(Stated exercise):
Rewrite the items that follow, putting "outline" wherever "draw a box around" occurs and keeping every other word the same.

[A block of data]
-.-.-

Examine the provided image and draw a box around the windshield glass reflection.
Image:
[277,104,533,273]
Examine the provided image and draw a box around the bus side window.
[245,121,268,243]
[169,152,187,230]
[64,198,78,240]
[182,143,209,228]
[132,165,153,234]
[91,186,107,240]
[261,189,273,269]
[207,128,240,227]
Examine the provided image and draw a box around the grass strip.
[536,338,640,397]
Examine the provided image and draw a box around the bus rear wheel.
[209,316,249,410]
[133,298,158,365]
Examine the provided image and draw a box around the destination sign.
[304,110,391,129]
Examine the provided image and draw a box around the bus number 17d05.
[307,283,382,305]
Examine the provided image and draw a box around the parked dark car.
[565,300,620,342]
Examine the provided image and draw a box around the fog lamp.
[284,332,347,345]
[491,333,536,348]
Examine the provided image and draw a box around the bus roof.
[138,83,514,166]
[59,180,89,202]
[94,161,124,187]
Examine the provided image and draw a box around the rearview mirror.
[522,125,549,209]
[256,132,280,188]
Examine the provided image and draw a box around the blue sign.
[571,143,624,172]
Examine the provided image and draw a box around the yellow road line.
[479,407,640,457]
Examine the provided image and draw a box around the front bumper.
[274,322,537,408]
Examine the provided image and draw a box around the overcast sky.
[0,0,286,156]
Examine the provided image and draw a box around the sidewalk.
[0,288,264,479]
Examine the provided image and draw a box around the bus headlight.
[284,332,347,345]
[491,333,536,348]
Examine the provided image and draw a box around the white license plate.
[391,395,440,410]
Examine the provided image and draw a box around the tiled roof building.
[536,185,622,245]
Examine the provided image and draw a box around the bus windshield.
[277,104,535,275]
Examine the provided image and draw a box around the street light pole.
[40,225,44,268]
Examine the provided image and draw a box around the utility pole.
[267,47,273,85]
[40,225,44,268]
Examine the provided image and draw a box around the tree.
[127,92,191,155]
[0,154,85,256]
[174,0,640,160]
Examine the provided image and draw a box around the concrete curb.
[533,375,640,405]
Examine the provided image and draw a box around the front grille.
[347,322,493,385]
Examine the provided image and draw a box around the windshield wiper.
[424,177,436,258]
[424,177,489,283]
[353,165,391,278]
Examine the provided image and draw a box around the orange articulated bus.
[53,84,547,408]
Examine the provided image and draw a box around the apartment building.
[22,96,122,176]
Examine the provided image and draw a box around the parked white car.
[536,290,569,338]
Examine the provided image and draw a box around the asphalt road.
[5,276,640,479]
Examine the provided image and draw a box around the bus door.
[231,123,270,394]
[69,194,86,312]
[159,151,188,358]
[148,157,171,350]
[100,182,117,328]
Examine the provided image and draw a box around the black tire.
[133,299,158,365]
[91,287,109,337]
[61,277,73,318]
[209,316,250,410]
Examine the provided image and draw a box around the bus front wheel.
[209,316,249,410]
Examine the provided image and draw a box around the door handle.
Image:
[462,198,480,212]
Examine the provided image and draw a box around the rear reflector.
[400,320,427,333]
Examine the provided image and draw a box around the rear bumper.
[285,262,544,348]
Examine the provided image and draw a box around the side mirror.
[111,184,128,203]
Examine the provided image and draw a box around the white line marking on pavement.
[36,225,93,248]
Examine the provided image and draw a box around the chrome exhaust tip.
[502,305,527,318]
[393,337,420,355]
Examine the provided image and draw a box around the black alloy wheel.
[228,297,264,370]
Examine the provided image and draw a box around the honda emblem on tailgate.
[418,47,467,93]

-.-.-

(Correct result):
Examine the provided image and outline the windshield glass reflection.
Image:
[277,104,533,273]
Examine the provided image and outline the bus side window.
[245,121,268,243]
[169,152,187,230]
[64,198,78,240]
[182,143,209,228]
[132,165,153,234]
[91,186,107,240]
[261,189,273,269]
[207,128,240,227]
Examine the provided image and outline the grass strip.
[536,338,640,397]
Examine the provided image and outline the bus rear wheel.
[209,316,249,410]
[133,298,158,365]
Examine the provided image and outline the destination sign.
[304,110,391,129]
Examine the provided image and outline the bus number 17d05.
[307,283,382,305]
Examine the provided image and outline the parked dark car.
[565,300,620,342]
Examine the provided image and outline the fog lamp.
[284,332,347,345]
[491,333,536,348]
Examine the provided image and outline the bus roof.
[138,83,514,166]
[59,180,89,202]
[94,161,124,187]
Examine the provided image and outline the rearview mirror.
[522,125,549,209]
[256,132,280,188]
Examine the provided image and outline the blue sign.
[571,143,624,172]
Examine the provided image and outline the yellow road line.
[479,407,640,457]
Examine the provided image and outline the front bumper.
[274,322,537,408]
Examine the provided image and outline the overcast sky.
[0,0,286,156]
Examine the provided image and outline the sidewalk.
[0,288,264,479]
Examine the provided image and outline the bus headlight.
[284,332,347,345]
[491,333,536,348]
Examine the provided image and outline the white license plate.
[391,395,440,410]
Examine the provided image and outline the tiled roof building.
[536,185,622,245]
Examine the provided image and outline the bus windshield.
[277,104,535,275]
Examine the provided image and outline the street light pole.
[40,225,44,268]
Examine the provided image and outline the utility pole.
[267,47,273,85]
[40,225,44,268]
Examine the provided image and outline the tree.
[127,92,191,155]
[0,154,85,256]
[174,0,640,160]
Examine the provided image and outline the concrete curb.
[533,375,640,405]
Examine the provided image and outline the front grille.
[347,322,493,385]
Examine the provided image and outline the windshield wiper.
[424,177,436,258]
[424,177,489,283]
[353,165,391,278]
Examine the provided image and outline the orange articulated bus.
[53,84,547,408]
Examine the provided image and outline the apartment building.
[22,96,122,176]
Examine the provided image and outline the parked white car.
[536,290,569,338]
Examine the provided image and outline the asphalt road.
[5,276,640,479]
Examine the provided image and outline the bus door.
[231,123,270,394]
[69,194,86,312]
[159,151,188,358]
[148,157,171,350]
[100,182,117,328]
Examine the provided image and outline the black tire.
[133,299,158,365]
[91,287,109,337]
[61,277,73,318]
[209,316,250,410]
Examine the provided image and outline the bus front wheel.
[209,316,249,410]
Examine the provided image and outline the door handle.
Image:
[462,198,480,212]
Examine the provided image and outline the rear reflector.
[400,320,427,333]
Examine the provided image and outline the rear bumper.
[285,262,544,348]
Examine the provided image and outline the side mirror.
[111,184,128,203]
Examine the provided image and outline the white line marking on pavement.
[36,225,93,248]
Examine the provided image and outline the chrome exhaust tip.
[502,305,527,318]
[393,337,420,355]
Examine the provided image and outline the black alloy wheel.
[228,297,264,370]
Examine the provided image and outline the honda emblem on tailgate.
[418,47,467,93]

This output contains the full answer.